I don’t agree with all of the statements of the author. But I don’t expect you to walk in lockstep with me. What I do appreciate is that there is a culture of “don’t think” that has invaded our ability to perform critical analysis.
Dying sucks. Learning that you’re about to die sucks even more.
Why should we be worrying about how we “feel” about things when structurally we know that “things” are getting fouled up?
Micro versus macro.
Do you know what that delineation means?
You prolly don’t.
It means, drawing a line.
There is a difference between describing economic activity as a small, or microeconomic activity and a large, or macroeconomic activity. Well, duh. Big things are harder to describe than small things. Or, small things are harder to describe than big things.
Both require a different f-stop.
If you’ve ever owned a camera and took the effort on how to use it you’ve learned about the f-stop. When you reduce the size of the aperture, you gain perspective. When you increase the f-stop, you lose perspective.
When it comes to viewing our current national situation, one might say that the discussion centers around our own, personal f-stops.
What is that at which we are looking? Are we looking at “it” (our object) in a one-to-one real time view? Or are we distorting our view by choosing lenses that filter what we choose to see? And, are we allowing enough light in to allow us to take the picture we hope to take?

_What you will do_
[1] Say whether each statement agrees with the f-stop passage, answering yes or no and quoting the words that decide it: (a) The passage defines delineation as drawing a line. (b) The writer agrees with every statement the author made. (c) The passage holds that big and small things call for the same f-stop.
[2] Continue the f-stop passage, starting after its final question about letting in enough light.
The rows that come after this passage are separate material.

_Given data_
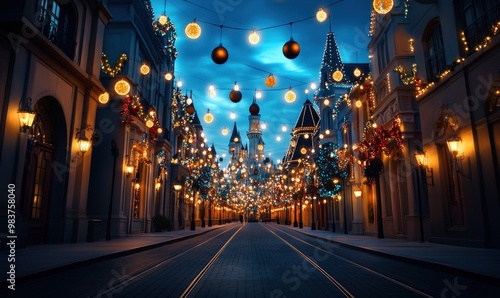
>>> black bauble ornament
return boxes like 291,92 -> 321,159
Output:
229,90 -> 242,102
283,38 -> 300,59
212,44 -> 229,64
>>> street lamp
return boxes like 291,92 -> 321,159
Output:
17,97 -> 36,132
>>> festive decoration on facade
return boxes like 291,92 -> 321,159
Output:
353,116 -> 404,183
171,89 -> 194,128
120,95 -> 144,124
373,0 -> 394,14
115,80 -> 130,96
139,63 -> 151,75
101,52 -> 128,77
99,92 -> 109,104
316,142 -> 348,197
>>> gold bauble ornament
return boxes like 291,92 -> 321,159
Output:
373,0 -> 394,14
332,69 -> 344,82
266,74 -> 276,87
184,20 -> 201,39
115,80 -> 130,95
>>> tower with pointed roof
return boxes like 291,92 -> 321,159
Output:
283,99 -> 320,167
247,98 -> 265,164
314,32 -> 369,143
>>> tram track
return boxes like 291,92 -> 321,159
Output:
266,226 -> 433,298
90,226 -> 243,298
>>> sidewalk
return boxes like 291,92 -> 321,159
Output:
2,222 -> 500,284
281,225 -> 500,284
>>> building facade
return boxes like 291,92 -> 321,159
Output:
0,0 -> 111,245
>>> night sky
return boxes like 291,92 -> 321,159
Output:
148,0 -> 371,162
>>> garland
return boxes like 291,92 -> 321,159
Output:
120,95 -> 144,124
353,116 -> 404,183
101,52 -> 128,77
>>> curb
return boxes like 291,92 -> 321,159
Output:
297,231 -> 500,285
0,226 -> 222,288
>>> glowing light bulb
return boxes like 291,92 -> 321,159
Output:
316,8 -> 328,23
248,30 -> 260,44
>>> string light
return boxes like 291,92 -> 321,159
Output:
248,30 -> 260,44
115,80 -> 130,95
184,19 -> 201,39
101,52 -> 128,77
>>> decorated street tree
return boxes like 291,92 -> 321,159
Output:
196,164 -> 213,228
354,117 -> 403,238
316,142 -> 347,197
316,142 -> 348,232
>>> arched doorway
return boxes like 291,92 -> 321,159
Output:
22,97 -> 69,244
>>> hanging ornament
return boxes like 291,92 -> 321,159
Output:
229,90 -> 242,103
316,8 -> 328,23
248,30 -> 260,44
184,19 -> 201,39
208,85 -> 217,98
115,80 -> 130,95
332,68 -> 344,82
186,104 -> 194,115
140,63 -> 150,75
354,67 -> 361,78
158,14 -> 168,26
266,73 -> 276,87
373,0 -> 394,14
285,86 -> 297,103
283,37 -> 300,59
212,43 -> 229,64
203,109 -> 214,123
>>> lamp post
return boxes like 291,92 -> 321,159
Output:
415,152 -> 427,242
174,179 -> 182,229
332,176 -> 339,233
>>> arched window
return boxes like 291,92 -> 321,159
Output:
38,0 -> 77,60
422,20 -> 446,81
486,77 -> 500,115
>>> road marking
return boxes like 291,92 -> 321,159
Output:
180,226 -> 244,297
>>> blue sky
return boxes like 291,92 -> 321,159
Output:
152,0 -> 371,162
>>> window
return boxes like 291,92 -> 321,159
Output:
38,0 -> 77,60
457,0 -> 500,54
377,34 -> 389,73
423,21 -> 446,81
321,107 -> 333,132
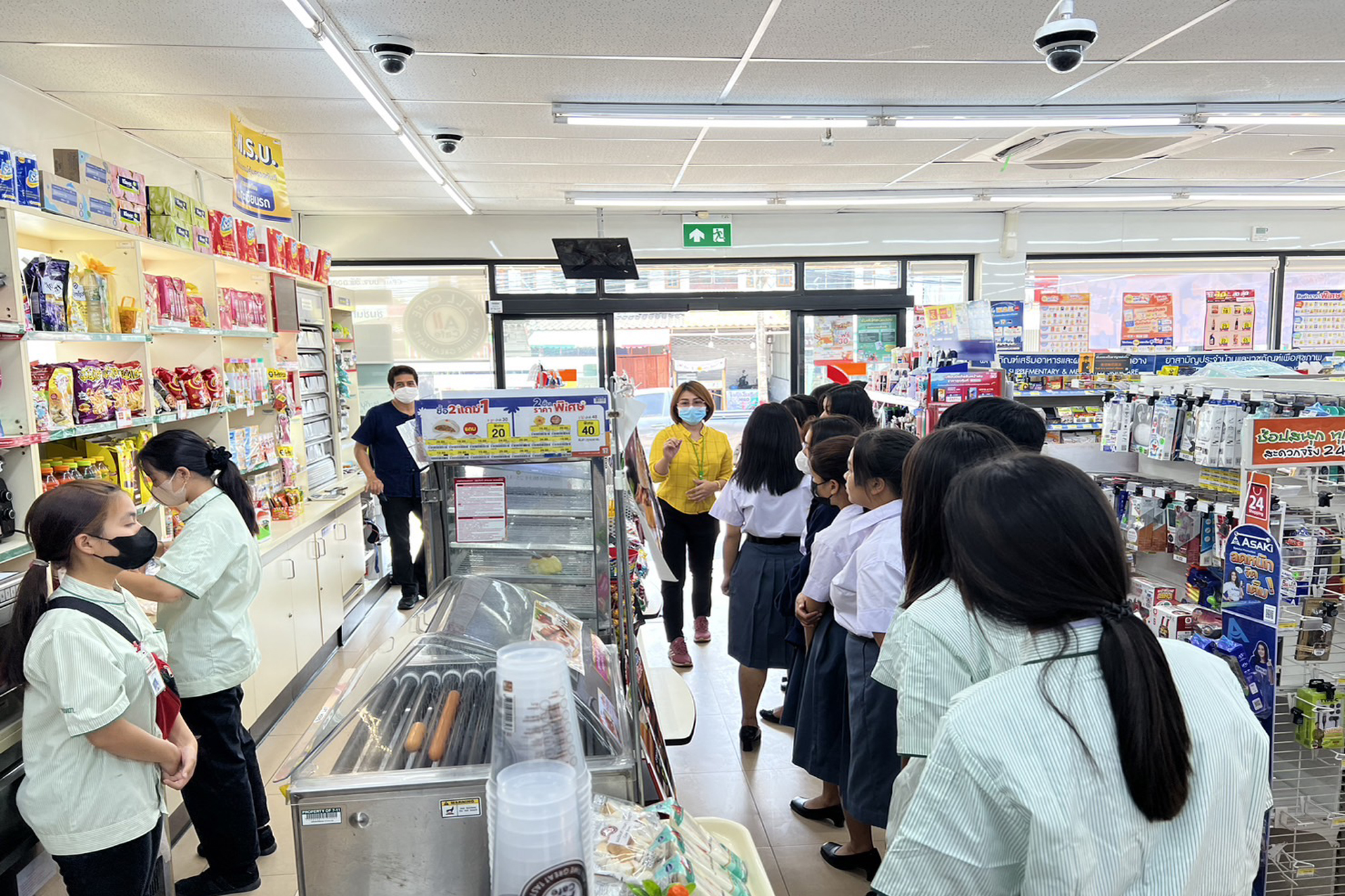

_The responses_
[1]
(a) Yes: "It means, drawing a line."
(b) No: "I don’t agree with all of the statements of the author."
(c) No: "Both require a different f-stop."

[2]
What happens when we apply the filters of a political ideology that promotes outcomes, rather than processes? I can’t think of a lens that applies to the Right. That is not to say that some who consider themselves as members of the Right assume so without merit. Belonging to the Right has certain “first things”, or priors associated. On the Right, a priori thought becomes more important than a posteriori thought. Not that both don’t have a role to play in the game of life…it’s just that thinking things through before you act is more an impulse of the Right than the Left. It is a function of the f-stop to limit the aperture of the lens that you choose to view the world with.
How you choose to view the world is the province of the photographer. It’s your camera. Those are your lenses. Do you need a strobe?
Photography is an art. But practicing an art without training requires a lot of experience. Training replaces a lot of experience by sharing analytical information about the task in advance of your setting out upon the road of adopting the tasks of being a photographer. Still, there is nothing that replaces the experience of taking snaps, developing your snaps and printing your snaps. It is honing your art. Taking the mathematical problems of lumes and setting up your shot. Why do you have more than one camera hanging off your neck when you shoot a wedding?
The camera that you choose to take a particular snapshot is pre-set to give you a certain aperture. Depth of field. Macro versus micro.
Hence, this question of macro- versus micro-economics.
One of the fundamentals of Keynesian economics was the question of scale. Or the range of view that we choose to take pictures. The aperture. The opening with which we choose to view the world.
I’m the first to admit that I take a macro-economic view too easily. Why not, it’s the stuff that Masters of the Universe is based on.
Or, more curiously, I take the micro view too easily. It is, after all, where I live. It is where I work with my clients. It is where decisions are made in terms of what products end up moving out the door. It is the relationship between retailer and customer.
The curious question is that we’re currently having a question about scale today. That is the essence of the question asked when someone says, “too big to fail.”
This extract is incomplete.